**TASK INSTRUCTIONS:** Copy every entry below word for word, leaving out the pictures.

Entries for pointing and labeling

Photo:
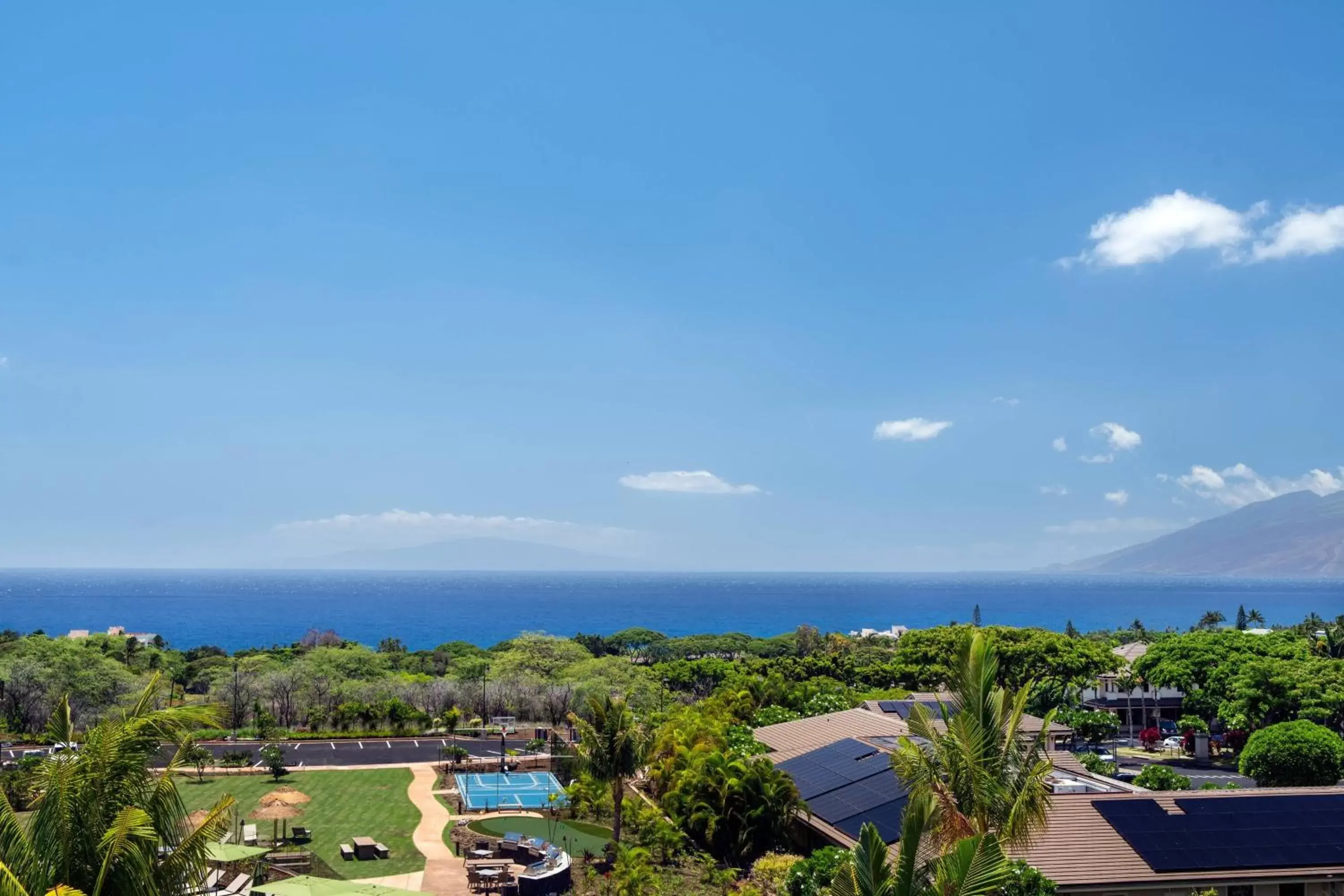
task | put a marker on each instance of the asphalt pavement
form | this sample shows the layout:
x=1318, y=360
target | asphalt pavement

**ANSWER FOR THIS EXERCISE:**
Photo:
task | put a marker on each instance of the asphalt pavement
form | this sample shows the layout:
x=1318, y=360
target | asphalt pavement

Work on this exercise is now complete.